▶ Aufgaben:
1/ Welche Initiative vertritt Jens Ehebrecht-Zumsande laut dem Text über den Synodalen Weg?
2/ Nimm den Text über den Synodalen Weg nach seinem letzten Satz wieder auf und schreibe ihn weiter.

▶ Textauszug:
«Als Kirchenmitarbeiter eine Bereicherung, als Katholik ein Sünder»
Was hat sich für queere Menschen in der Kirche verbessert?
Der deutsche katholische Synodale Weg endet dieses Wochenende. Er sollte auch für queere Menschen Verbesserungen bringen. Jens Ehebrecht-Zumsande von #OutinChurch, spricht über den quälenden Kampf um Veränderung.
Nach manchen Aufbrüchen im Reformprozess aber auch einigen Verboten aus dem Vatikan findet an diesem Wochenende die letzte Tagung des Synodale Weges statt. Noch ist nicht klar, welches Ergebnis am Ende stehen wird. Wie blicken Sie auf dieses letzte Treffen?

▶ Datenauszug:
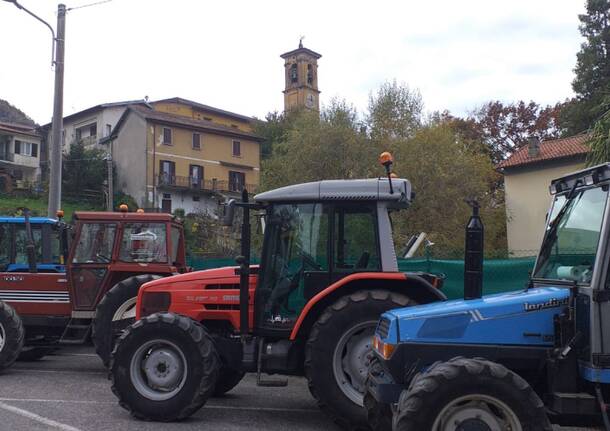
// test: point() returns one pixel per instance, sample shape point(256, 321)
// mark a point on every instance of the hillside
point(12, 114)
point(10, 206)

▶ Ergebnisse:
1/ #OutinChurch

2/
Mit einer Mischung aus Spannung, Neugier und Besorgnis. In den letzten Tagen zeichnen sich so ein paar Dinge ab, wo man merkt: Oh, das wird knapp. Die Bischöfe haben jetzt ja noch mal nach Ablauf der Frist Änderungsanträge angekündigt, damit einige Texte überhaupt aus ihrer Sicht abstimmungsfähig sind. Und das ist ja verfahrensmässig schon mal schlechter Stil. Das sind natürlich alles Signale, die jetzt nicht besonders ermutigend sind.
Es zählt überhaupt nicht das bessere Argument.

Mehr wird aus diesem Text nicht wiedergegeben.